### FRAGMENTO DEL DOCUMENTO ###

Pero a pesar de sus evidentes triunfos, cuya discusión se adivina muy poco productiva, también se ocultan ciertas decisiones cuestionables que parten principalmente de la propuesta formal ya mencionada. Conviene reconocer de qué manera la decisión de un formato de imagen tan reducido ha permitido a la película huir de todo trabajo de puesta en escena. Es cierto que la propia elección de formato es ya una cuestión de puesta en escena, pero la propuesta termina ahí, en el tamaño del fotograma: a Dolan le basta con filmar los rostros de sus personajes y olvidarse por completo de toda escritura a partir de la composición del plano. De ese modo es difícil que las imágenes hablen. Cuando los personajes sienten por fin una felicidad completa el plano se abre; cuando recuerdan sus problemas, vuelve a cerrarse lentamente. El procedimiento se repite de nuevo hasta convertirse en un juego colocado en un primer plano narrativo, lo que revela hasta que punto la decisión formal se ha convertido en un reclamo.

### DATOS ANALIZADOS ###

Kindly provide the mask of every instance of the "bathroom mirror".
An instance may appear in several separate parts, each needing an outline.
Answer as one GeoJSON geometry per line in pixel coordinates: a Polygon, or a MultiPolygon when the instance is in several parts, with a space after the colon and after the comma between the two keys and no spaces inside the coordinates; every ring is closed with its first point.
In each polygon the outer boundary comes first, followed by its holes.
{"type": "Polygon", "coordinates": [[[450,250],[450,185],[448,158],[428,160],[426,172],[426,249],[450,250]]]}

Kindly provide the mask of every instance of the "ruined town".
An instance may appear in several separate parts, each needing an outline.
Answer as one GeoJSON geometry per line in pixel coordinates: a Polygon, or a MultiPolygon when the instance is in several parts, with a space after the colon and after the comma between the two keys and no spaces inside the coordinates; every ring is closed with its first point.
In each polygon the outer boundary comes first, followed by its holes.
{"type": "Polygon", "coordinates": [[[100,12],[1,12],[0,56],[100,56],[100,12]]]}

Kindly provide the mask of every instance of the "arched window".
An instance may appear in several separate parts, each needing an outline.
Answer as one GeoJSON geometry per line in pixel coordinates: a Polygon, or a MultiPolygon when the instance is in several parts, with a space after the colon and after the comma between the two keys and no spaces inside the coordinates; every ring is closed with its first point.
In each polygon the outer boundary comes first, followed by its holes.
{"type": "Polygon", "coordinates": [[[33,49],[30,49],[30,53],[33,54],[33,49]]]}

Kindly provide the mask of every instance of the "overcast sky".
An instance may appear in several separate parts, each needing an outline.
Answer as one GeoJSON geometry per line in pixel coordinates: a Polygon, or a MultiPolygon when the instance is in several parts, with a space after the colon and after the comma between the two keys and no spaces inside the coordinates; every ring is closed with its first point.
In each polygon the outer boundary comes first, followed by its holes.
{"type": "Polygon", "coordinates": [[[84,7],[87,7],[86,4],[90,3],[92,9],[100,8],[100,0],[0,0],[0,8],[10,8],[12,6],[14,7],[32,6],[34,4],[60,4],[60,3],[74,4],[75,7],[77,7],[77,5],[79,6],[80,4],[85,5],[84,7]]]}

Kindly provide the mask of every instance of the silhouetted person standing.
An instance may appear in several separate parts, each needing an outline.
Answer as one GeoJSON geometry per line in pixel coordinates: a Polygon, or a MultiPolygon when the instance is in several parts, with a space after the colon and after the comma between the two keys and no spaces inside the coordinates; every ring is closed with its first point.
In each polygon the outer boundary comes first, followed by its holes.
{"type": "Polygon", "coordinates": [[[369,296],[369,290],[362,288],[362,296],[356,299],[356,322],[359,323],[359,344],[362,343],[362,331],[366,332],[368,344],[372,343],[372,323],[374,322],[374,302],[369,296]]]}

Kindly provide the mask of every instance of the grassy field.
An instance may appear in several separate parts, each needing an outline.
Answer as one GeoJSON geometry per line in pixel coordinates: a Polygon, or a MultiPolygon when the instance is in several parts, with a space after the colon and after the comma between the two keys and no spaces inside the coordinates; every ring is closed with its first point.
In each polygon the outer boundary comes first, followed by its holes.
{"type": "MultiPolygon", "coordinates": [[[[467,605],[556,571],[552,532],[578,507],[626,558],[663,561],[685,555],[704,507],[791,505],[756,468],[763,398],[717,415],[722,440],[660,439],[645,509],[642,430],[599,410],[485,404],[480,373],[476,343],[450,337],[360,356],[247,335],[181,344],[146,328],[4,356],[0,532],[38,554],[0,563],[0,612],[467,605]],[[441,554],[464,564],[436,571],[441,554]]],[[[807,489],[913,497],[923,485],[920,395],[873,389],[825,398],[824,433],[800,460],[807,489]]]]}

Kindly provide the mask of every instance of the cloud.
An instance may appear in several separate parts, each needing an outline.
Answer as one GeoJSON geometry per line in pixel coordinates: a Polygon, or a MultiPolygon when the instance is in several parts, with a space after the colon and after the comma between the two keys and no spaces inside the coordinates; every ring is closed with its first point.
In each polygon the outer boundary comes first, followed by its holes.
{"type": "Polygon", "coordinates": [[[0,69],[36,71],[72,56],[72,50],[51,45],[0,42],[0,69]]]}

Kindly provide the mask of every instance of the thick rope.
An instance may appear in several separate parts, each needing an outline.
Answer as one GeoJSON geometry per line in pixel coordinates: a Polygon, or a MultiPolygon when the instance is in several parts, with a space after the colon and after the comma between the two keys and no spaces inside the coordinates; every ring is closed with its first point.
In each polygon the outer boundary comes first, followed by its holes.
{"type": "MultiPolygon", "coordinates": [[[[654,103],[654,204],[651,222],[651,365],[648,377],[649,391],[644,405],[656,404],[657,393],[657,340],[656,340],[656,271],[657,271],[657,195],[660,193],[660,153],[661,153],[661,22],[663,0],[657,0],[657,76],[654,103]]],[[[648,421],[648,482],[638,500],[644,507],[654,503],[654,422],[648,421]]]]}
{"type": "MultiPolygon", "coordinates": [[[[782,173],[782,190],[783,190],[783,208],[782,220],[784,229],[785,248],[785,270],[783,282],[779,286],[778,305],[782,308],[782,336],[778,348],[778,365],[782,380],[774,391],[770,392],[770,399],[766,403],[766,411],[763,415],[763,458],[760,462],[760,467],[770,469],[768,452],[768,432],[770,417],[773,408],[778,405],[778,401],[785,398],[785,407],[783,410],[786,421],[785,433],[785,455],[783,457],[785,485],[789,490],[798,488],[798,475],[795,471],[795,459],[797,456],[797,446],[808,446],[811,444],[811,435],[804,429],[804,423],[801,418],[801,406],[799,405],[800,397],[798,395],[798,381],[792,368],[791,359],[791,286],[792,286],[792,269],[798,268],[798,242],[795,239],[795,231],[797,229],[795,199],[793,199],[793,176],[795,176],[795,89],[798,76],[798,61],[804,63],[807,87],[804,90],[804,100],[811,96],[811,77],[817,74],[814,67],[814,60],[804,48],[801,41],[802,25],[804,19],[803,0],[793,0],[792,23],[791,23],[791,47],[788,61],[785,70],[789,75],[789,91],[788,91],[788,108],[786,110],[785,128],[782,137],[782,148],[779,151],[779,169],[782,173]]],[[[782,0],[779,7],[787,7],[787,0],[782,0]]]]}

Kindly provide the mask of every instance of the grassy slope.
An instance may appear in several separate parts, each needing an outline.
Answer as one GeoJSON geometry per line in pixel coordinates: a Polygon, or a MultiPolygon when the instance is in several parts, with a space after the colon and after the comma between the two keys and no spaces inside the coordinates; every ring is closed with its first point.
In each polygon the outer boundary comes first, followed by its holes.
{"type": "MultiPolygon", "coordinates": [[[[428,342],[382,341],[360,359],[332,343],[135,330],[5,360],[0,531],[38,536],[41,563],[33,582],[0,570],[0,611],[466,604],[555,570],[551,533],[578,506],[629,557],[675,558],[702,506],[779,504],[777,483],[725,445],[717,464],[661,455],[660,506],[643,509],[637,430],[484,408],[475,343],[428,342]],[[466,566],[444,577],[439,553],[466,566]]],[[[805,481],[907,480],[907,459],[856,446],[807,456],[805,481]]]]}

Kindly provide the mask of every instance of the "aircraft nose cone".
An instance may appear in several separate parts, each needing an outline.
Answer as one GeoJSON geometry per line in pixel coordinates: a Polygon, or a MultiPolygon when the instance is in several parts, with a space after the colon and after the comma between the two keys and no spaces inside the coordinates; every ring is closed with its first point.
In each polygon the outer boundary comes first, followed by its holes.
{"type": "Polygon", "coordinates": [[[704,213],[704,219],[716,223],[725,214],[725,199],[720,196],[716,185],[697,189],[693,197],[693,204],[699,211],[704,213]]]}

###

# ENUNCIADO DE LA TAREA
Contesta a partir del fragmento del documento:
(a) ¿Qué decisión ha permitido a la película huir de todo trabajo de puesta en escena?
(b) ¿Qué le pasa al plano cuando los personajes sienten por fin una felicidad completa?
(c) ¿En qué se ha convertido la decisión formal, según la última frase?

# SOLUCIÓN DE LA TAREA
(a) La decisión de un formato de imagen tan reducido.
(b) Se abre.
(c) En un reclamo.